======== SUPPLIED INFORMATION
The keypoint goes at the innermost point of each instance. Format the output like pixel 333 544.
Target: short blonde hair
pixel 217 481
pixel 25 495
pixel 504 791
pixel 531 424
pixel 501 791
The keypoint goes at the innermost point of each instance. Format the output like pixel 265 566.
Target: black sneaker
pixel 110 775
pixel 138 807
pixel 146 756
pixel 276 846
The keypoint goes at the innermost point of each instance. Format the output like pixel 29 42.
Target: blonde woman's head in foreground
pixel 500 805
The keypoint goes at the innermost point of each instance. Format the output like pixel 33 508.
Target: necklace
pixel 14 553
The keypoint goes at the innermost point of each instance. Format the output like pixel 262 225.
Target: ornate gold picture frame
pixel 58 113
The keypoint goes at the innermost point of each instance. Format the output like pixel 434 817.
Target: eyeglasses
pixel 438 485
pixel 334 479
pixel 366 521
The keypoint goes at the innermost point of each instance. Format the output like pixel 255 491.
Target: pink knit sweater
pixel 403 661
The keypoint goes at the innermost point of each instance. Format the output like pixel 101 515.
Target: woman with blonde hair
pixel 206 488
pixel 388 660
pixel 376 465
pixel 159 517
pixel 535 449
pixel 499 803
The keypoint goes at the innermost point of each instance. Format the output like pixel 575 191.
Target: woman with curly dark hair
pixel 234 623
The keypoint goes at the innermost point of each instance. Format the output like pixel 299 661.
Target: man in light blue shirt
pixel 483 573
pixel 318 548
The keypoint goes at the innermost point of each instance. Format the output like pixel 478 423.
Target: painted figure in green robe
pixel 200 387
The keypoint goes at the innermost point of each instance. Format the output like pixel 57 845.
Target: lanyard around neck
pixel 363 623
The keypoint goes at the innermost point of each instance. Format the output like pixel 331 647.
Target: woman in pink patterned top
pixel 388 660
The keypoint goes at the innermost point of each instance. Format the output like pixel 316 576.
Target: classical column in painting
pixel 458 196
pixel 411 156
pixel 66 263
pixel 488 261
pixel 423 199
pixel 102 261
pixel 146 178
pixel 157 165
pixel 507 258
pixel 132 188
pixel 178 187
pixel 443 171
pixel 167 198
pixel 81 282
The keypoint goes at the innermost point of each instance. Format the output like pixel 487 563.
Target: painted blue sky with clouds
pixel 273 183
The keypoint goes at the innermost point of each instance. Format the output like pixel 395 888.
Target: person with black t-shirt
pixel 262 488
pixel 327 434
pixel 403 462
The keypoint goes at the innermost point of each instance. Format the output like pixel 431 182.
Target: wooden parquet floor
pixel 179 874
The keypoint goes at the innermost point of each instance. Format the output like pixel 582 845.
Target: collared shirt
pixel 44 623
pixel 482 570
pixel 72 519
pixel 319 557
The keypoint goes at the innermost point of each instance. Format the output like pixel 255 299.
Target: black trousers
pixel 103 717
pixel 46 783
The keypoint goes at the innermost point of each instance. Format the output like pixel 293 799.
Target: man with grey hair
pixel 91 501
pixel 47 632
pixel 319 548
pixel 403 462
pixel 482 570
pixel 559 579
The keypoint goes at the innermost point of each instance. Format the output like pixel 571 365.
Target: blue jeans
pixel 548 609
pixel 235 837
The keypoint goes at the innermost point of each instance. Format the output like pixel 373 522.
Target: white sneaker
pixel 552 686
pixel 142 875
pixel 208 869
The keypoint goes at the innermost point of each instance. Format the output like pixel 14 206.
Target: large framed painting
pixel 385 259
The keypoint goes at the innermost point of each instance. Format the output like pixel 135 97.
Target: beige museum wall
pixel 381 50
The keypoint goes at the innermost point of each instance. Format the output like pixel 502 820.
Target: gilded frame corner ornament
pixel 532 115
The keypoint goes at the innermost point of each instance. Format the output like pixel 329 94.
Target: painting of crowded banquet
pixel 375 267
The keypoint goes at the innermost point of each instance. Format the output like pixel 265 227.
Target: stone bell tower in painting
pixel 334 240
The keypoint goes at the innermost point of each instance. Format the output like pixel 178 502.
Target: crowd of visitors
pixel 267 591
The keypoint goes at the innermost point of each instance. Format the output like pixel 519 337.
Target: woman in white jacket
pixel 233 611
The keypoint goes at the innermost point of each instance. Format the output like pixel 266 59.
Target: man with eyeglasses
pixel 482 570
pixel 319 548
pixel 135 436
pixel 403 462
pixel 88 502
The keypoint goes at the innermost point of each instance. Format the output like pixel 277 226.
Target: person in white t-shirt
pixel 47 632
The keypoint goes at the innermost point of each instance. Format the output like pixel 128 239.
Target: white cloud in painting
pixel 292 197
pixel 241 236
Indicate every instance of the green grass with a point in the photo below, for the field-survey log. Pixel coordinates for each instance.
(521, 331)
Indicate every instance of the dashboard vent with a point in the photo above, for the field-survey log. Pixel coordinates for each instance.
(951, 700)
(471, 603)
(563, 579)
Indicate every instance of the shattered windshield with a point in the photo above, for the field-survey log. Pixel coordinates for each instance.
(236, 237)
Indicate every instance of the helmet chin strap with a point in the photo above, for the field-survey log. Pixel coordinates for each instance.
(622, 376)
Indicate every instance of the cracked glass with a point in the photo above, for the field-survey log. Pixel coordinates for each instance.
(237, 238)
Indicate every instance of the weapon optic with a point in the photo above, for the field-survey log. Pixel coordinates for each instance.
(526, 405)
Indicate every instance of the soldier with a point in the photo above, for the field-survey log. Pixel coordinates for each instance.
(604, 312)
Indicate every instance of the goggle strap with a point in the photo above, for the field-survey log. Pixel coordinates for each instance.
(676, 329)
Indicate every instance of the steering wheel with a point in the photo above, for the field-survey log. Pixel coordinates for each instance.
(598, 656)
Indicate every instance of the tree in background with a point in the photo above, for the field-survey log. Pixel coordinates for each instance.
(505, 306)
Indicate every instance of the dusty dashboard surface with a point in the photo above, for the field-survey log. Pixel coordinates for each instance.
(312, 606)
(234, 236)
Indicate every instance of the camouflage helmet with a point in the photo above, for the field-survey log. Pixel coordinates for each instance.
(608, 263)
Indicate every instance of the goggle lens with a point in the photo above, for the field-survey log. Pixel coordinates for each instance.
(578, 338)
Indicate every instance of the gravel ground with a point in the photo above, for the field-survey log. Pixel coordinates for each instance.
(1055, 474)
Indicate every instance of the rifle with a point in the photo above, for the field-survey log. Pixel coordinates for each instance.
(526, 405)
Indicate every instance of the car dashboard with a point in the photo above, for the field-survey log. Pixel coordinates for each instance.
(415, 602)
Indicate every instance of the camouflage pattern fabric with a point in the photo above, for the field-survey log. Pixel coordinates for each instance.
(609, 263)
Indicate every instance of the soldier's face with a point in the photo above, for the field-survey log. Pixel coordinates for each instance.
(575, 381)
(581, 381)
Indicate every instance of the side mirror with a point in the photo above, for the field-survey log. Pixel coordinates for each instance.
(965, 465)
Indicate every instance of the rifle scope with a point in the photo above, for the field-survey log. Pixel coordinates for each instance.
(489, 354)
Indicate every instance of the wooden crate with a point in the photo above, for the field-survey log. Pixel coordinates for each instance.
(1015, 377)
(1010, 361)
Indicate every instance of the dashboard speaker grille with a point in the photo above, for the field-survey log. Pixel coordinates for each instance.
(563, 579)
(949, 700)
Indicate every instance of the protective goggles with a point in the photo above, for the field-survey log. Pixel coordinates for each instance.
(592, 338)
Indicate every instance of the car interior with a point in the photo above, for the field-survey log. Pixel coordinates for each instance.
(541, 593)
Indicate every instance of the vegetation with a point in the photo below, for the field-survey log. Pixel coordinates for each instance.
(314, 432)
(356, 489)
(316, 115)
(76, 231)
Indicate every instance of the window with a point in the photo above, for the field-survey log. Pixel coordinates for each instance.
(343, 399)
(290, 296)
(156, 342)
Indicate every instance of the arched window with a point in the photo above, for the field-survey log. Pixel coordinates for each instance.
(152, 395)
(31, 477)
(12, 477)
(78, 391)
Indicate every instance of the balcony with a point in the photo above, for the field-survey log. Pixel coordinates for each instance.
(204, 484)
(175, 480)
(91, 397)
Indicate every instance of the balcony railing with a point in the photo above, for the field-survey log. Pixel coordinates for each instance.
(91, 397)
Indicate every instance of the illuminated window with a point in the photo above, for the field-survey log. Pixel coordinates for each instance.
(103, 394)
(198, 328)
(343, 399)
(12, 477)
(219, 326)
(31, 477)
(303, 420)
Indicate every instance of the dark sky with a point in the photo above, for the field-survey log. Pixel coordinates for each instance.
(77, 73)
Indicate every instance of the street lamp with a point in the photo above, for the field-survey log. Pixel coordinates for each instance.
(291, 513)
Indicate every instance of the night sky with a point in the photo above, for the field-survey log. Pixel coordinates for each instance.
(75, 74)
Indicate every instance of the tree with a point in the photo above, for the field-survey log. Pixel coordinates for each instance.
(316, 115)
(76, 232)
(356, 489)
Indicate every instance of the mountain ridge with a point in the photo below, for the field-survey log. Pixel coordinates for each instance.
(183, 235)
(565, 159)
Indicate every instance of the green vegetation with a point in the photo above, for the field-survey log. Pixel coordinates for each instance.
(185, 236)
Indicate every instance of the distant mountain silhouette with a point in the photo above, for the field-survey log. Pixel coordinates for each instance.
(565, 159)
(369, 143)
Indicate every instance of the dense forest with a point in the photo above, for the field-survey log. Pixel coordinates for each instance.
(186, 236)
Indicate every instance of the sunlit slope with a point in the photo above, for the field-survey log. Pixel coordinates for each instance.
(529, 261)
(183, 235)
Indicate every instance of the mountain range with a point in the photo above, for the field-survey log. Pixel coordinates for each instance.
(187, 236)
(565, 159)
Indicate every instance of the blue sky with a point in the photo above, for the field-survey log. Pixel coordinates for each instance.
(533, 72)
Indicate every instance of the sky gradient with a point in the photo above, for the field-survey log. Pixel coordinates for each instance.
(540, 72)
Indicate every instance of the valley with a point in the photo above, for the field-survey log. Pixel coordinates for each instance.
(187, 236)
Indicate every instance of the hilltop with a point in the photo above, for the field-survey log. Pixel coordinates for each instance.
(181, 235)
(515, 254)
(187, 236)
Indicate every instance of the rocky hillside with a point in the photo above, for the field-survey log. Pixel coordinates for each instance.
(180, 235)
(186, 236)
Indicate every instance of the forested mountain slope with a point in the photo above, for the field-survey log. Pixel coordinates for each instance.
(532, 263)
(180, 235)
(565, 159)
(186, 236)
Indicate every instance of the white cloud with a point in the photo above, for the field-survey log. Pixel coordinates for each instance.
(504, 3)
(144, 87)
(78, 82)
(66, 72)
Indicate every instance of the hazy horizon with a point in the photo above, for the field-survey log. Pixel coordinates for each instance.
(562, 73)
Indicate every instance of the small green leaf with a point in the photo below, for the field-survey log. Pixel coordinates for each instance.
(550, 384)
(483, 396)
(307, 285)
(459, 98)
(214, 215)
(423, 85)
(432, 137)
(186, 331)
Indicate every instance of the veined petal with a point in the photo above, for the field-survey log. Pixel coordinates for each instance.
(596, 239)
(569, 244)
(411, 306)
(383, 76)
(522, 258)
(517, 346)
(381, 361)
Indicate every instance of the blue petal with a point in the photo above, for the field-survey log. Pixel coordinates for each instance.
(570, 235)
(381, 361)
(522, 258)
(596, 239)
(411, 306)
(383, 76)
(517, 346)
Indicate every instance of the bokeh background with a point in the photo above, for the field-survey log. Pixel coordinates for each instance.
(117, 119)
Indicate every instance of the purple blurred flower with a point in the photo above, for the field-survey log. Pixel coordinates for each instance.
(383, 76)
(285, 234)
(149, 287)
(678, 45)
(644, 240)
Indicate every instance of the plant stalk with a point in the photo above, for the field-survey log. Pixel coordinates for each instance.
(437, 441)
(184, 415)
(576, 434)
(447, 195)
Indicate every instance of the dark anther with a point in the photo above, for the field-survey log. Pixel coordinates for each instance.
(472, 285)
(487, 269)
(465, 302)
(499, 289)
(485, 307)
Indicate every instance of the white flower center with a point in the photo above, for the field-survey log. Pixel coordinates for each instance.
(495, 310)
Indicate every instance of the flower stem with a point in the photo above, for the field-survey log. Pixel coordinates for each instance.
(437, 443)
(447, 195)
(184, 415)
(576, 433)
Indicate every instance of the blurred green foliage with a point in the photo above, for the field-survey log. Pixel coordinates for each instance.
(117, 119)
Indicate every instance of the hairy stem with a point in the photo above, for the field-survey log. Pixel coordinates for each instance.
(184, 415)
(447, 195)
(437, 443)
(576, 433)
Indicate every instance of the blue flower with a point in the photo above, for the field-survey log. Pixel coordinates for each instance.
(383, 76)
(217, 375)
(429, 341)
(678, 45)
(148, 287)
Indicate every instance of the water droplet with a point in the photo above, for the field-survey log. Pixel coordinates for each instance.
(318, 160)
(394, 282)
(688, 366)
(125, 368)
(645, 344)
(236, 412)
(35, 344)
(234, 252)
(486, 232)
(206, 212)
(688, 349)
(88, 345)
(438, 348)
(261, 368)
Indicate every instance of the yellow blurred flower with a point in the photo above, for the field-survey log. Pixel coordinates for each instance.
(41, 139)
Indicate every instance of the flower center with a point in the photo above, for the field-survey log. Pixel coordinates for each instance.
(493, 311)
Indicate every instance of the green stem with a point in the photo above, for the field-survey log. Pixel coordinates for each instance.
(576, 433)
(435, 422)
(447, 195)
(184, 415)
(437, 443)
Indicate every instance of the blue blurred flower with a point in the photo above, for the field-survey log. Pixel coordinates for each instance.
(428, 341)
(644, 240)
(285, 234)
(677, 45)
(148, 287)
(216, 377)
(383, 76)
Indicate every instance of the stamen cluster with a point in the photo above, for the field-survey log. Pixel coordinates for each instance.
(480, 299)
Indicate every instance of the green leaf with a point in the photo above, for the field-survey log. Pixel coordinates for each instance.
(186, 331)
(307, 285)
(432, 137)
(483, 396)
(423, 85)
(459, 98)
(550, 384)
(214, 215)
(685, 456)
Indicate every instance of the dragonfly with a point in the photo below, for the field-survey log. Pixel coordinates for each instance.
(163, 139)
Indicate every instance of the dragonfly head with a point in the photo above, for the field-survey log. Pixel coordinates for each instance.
================
Among the records above, repeat exactly the line with "Target: wooden parquet floor", the line with "pixel 571 365.", and every line in between, and only those.

### RESPONSE TO THE EXERCISE:
Target: wooden parquet floor
pixel 179 874
The keypoint goes at the innermost point of each instance. Format the output like pixel 582 845.
Target: collared shirt
pixel 44 623
pixel 482 570
pixel 72 519
pixel 319 557
The keypoint goes at the innermost point of each instance. Format the output like pixel 255 299.
Target: black trousers
pixel 103 717
pixel 46 783
The keypoint goes at the innermost point of each instance. Format the output like pixel 293 799.
Target: man with grey hair
pixel 91 501
pixel 47 632
pixel 319 548
pixel 403 462
pixel 482 570
pixel 559 579
The keypoint goes at the innermost point of each instance. Format the output like pixel 571 365.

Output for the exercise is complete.